__PROVIDED MATERIAL__.
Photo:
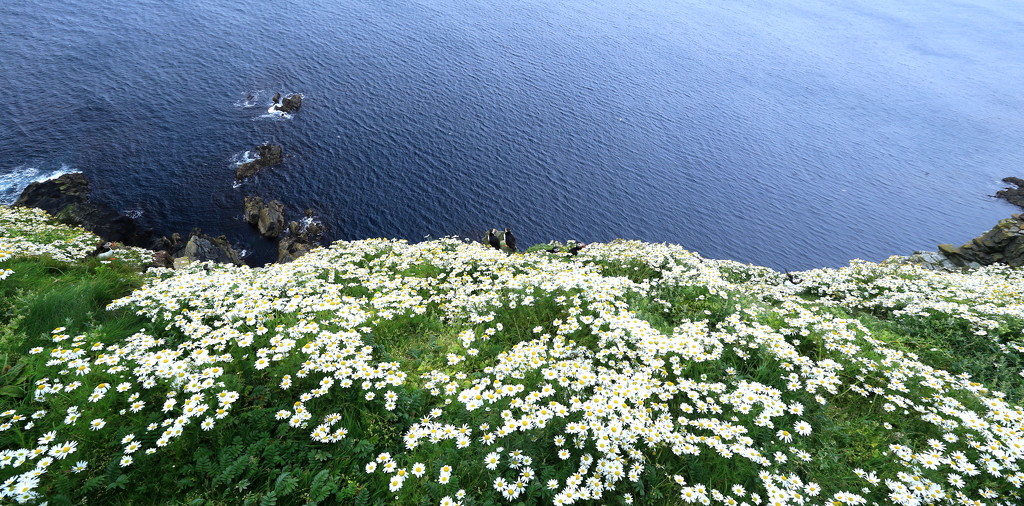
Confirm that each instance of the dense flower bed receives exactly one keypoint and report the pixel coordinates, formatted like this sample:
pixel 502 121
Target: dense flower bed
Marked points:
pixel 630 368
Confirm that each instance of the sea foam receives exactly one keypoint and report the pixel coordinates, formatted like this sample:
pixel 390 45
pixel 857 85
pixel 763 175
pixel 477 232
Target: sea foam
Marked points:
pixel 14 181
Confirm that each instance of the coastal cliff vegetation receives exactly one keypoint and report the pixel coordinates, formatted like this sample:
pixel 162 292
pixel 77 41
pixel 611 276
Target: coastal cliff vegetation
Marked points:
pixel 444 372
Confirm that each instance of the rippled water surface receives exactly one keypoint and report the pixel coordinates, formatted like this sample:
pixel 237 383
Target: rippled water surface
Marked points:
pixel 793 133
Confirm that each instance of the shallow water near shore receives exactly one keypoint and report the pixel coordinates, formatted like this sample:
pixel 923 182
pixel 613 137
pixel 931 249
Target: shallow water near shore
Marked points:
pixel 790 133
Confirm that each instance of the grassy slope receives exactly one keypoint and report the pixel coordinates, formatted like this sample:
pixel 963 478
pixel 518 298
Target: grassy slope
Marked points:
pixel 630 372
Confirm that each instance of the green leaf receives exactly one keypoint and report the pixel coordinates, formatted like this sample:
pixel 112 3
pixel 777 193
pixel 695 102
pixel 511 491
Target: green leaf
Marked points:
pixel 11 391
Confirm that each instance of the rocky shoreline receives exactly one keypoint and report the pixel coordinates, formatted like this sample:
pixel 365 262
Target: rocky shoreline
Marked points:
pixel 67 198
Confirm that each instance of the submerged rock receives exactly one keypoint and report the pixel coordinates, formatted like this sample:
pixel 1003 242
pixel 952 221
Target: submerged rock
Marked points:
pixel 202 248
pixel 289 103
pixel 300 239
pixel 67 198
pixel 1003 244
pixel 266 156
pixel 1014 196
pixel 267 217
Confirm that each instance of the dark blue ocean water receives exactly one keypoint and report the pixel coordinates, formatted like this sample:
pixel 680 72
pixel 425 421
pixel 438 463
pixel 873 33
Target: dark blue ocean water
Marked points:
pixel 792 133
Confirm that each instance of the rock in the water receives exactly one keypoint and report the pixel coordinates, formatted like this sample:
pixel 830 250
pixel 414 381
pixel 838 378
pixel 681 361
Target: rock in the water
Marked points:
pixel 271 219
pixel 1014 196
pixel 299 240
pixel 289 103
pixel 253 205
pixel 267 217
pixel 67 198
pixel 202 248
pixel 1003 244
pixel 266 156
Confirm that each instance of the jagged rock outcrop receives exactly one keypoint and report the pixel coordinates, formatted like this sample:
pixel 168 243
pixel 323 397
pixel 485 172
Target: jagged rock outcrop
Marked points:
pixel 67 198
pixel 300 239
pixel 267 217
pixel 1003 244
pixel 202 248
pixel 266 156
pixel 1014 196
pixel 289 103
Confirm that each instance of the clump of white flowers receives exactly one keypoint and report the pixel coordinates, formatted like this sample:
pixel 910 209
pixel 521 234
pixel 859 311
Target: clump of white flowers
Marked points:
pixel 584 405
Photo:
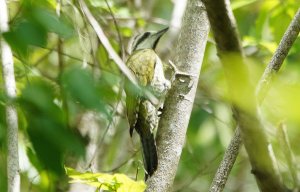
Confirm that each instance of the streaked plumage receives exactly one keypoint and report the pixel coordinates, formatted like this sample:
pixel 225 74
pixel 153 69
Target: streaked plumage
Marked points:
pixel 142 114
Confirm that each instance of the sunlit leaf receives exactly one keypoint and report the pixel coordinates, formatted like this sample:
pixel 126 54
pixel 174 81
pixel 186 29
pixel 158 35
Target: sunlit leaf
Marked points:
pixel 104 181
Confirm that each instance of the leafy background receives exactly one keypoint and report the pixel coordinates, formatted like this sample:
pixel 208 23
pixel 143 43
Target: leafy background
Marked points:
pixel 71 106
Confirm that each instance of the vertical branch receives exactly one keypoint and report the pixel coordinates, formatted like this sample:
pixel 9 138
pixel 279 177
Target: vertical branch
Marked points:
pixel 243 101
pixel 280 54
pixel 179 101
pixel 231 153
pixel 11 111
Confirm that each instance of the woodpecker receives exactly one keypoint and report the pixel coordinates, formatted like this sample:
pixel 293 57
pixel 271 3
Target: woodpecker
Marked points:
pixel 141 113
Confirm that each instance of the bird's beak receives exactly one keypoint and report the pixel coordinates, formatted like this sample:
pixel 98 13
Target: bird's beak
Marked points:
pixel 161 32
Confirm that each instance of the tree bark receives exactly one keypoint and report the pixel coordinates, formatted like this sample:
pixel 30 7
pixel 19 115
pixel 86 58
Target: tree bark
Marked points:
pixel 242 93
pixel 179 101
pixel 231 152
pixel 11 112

* * *

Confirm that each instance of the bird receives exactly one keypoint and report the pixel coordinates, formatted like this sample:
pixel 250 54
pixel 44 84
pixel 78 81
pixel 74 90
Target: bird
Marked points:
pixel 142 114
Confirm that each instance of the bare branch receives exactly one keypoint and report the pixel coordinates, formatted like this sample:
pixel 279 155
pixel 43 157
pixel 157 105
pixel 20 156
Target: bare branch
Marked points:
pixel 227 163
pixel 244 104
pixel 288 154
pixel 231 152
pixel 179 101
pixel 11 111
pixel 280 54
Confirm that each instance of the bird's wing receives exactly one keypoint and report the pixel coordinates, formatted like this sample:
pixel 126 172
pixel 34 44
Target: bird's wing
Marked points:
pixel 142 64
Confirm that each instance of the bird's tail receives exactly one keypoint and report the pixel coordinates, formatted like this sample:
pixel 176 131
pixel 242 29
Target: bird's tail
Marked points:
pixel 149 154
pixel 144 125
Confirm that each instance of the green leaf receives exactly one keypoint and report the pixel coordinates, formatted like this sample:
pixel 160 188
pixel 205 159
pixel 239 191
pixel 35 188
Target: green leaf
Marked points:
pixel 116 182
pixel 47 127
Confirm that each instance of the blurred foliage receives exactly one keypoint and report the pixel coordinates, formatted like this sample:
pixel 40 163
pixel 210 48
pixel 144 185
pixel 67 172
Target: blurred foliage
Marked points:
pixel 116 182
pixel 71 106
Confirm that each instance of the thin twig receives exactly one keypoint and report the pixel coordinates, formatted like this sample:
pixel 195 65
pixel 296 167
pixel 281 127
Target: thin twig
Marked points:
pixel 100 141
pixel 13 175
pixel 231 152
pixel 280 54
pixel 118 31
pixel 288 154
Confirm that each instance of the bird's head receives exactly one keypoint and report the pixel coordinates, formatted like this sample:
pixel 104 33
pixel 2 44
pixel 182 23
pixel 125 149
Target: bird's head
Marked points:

__WHAT IS REQUIRED__. Retype the portion of the data above that starts on the line with "pixel 74 90" and finishes on the line with "pixel 35 188", including both of those lines.

__ANSWER TO THE PROBLEM__.
pixel 74 90
Target: bird
Marked points:
pixel 142 114
Confirm that each instance of the bare branch receives exactly one keypoint and report the pixel coordinates, formatted like this sample:
pixel 279 155
pixel 43 157
pixel 157 105
pixel 20 156
Target: bare branch
Marked points:
pixel 227 163
pixel 244 104
pixel 288 154
pixel 231 152
pixel 179 101
pixel 11 111
pixel 280 54
Confirm that each instance of the bird's wing receives exactly one keypoint and report the pixel coordinates, formatted like this sample:
pixel 126 172
pixel 34 44
Target: bird's wing
Marked points:
pixel 142 64
Confirm that each instance of the bird's tail receives exactly one keypoint and report the pixel coordinates, formatted like this sample:
pixel 176 131
pixel 242 29
Target: bird's tail
Marked points:
pixel 149 154
pixel 144 125
Confirm that each instance of the green leaf receives exactly one keypoint and report the pixel coordinates, formatted like this sample:
pixel 160 188
pixel 205 159
pixel 239 191
pixel 35 188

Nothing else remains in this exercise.